━━━ Data to use

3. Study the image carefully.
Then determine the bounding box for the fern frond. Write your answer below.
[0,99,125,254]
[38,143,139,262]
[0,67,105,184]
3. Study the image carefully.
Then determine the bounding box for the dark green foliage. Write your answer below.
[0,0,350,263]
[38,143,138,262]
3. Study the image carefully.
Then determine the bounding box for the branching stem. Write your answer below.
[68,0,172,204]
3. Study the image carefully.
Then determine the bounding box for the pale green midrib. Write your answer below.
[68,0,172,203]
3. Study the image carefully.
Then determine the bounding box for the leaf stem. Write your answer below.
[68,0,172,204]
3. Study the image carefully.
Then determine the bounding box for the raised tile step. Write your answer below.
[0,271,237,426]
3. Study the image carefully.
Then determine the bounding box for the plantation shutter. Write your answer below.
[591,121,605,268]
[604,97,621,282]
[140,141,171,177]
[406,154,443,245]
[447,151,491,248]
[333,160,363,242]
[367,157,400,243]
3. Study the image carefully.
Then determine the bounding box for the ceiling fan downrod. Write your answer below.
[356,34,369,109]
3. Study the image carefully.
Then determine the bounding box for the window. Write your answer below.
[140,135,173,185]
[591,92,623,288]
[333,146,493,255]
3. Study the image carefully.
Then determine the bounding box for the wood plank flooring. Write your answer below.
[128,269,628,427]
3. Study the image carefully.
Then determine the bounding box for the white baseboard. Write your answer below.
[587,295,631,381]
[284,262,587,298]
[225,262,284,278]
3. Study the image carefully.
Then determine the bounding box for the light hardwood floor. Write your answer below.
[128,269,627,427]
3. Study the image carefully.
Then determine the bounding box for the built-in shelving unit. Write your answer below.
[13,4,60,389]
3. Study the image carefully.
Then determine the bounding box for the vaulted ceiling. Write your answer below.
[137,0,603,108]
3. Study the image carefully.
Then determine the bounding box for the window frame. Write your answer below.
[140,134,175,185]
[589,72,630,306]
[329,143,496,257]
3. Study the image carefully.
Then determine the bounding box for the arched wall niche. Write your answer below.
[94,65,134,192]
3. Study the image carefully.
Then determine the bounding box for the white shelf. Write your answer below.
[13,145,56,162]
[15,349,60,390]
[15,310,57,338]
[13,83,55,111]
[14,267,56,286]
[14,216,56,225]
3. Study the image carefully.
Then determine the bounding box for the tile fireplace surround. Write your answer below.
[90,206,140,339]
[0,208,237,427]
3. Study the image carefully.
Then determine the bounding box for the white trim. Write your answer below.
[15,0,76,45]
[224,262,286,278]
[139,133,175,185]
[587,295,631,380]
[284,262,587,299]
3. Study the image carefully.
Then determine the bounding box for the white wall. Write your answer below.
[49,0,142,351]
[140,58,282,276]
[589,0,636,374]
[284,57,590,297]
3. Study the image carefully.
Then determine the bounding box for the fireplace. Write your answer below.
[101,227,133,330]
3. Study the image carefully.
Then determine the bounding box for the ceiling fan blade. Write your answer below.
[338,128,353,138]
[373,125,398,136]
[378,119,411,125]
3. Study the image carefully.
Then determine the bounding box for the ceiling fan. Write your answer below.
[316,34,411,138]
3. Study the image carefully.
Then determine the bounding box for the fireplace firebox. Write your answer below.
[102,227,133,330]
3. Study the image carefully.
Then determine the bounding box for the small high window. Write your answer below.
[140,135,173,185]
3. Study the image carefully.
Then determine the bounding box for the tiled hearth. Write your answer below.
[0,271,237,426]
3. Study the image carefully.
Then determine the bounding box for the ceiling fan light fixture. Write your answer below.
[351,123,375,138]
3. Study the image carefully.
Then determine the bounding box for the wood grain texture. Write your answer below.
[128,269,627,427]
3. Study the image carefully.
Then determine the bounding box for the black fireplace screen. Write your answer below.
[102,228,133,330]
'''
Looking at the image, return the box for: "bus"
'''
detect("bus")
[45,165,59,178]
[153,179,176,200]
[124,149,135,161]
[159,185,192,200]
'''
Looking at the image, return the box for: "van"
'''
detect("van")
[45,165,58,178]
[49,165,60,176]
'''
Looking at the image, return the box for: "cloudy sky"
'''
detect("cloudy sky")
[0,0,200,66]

━━━━━━

Task requirements:
Find each line in the records that contains the word "green" and copy those lines.

Response to this exercise:
Then determine the bounding box for the dark green foliage. Write your answer below.
Then determine the bounding box for the pale green midrib. Write your answer below.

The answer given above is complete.